#### ARTICLE:
------
'Countdown' and 'Ballard' Prove Amazon Is Still the Home of Dad Shows
Two more shows about the LAPD and I still can't get enough
I’m sort of on vacation this week, so I’m going to keep this newsletter even shorter than usual. I don’t even have much to say about these two shows, besides that I’m watching them and they embody the spirit of Dad Shows.
Countdown and Ballard are both Prime Video crime dramas set in Los Angeles that premiered in the past few weeks. It’s funny that they released two shows as similiar-ish so close to each other, but for whatever reason, that’s what they did. Countdown premiered on June 25 and is doing weekly releases, and Ballard dropped all at once on July 9. I’ve seen five episodes of Countdown and one of Ballard. I plan to keep watching both of them, but Ballard is clearly the stronger of the two.
Countdad
A few months ago, I wrote about how HBO Max’s The Pitt and Prime Video’s On Call were redefining procedurals for streaming. It turns out I was a little bit early. On Call was an L.A.-area cop drama developed by Law & Order and Chicago creator Dick Wolf, but it was a half-hour drama that incorporated body-cam footage and other non-standard camera work. It was formally different from traditional broadcast network crime dramas in a way that, to me, felt familiar but fresh. It got canceled after one season. Apparently people who want to watch a broadcast-style police procedural are not interested in inventive formats. They might be looking for something like Countdown, which, except for some F-words, feels the most like a traditional broadcast crime drama of any streaming series I’ve ever seen.
------
[Location identification records]
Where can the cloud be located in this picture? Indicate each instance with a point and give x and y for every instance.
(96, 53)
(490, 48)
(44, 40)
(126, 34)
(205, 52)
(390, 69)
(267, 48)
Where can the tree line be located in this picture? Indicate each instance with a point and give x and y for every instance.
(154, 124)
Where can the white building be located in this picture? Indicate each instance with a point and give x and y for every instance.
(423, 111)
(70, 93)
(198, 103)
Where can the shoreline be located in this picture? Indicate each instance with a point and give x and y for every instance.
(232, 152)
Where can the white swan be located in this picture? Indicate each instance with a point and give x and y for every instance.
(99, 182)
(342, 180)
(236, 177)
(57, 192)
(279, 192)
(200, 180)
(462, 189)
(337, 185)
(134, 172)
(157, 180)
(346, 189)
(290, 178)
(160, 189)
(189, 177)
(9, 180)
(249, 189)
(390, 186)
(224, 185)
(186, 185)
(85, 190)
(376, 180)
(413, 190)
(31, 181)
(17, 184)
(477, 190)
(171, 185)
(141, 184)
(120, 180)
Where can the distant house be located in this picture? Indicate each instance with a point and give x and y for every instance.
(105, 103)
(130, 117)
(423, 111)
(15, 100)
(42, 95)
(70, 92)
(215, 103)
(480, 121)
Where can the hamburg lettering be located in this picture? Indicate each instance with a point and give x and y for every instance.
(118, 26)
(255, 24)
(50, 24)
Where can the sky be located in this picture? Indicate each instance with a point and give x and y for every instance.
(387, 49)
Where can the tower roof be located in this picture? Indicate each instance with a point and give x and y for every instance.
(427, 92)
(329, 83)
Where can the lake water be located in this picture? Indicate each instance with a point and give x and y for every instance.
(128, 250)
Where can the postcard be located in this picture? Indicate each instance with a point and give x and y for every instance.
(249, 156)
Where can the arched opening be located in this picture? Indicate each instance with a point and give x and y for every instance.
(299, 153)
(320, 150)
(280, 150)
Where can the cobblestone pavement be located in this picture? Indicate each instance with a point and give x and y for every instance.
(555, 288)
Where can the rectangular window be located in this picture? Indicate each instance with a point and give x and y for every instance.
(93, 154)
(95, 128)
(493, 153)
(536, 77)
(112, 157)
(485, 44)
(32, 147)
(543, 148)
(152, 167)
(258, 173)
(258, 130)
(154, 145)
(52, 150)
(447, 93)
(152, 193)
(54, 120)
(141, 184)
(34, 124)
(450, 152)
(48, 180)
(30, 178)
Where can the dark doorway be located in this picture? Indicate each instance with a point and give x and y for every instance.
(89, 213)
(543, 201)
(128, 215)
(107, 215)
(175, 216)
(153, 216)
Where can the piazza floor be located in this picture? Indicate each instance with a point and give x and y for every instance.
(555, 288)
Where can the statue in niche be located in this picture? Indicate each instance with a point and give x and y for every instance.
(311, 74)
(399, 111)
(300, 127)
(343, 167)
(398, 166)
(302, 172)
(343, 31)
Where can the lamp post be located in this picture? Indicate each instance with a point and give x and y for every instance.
------
#### STATED TASK 1:
According to the newsletter, on what date did Countdown premiere?
#### STATED TASK 2:
Please carry the newsletter on from its last sentence.
The records have no connection to the newsletter.

#### REPLY 1:
June 25

#### REPLY 2:
Everything about it, from the actors (Supernatural’s Jensen Ackles1 leads the cast) to the broadly drawn characters (he’s a maverick cop with a secret) to the fast pace to the plot (he and his team are trying to stop a nuclear bomb from going off in Los Angeles) are things that would be in a show you’d find on CBS or NBC or Fox. The show it most reminds me of is 24, not because it’s hour-by-hour, but because the characters are pursuing one seasonlong goal but have to take episodic steps in order to achieve that goal. Like for one episode, Jensen has to go back into the prison where he did an undercover mission in order to get intel about the nuke plot from an inmate.
As a show, I really don’t have too much to say about it. I don’t think it’s very good, but I don’t mind watching it. There have been a million shows like it, and they keep making shows like it because it works. The most unique thing about it is that all 13 episodes are written by one person, creator Derek Haas, who previously created Chicago Fire. He’s a one-man writer’s room.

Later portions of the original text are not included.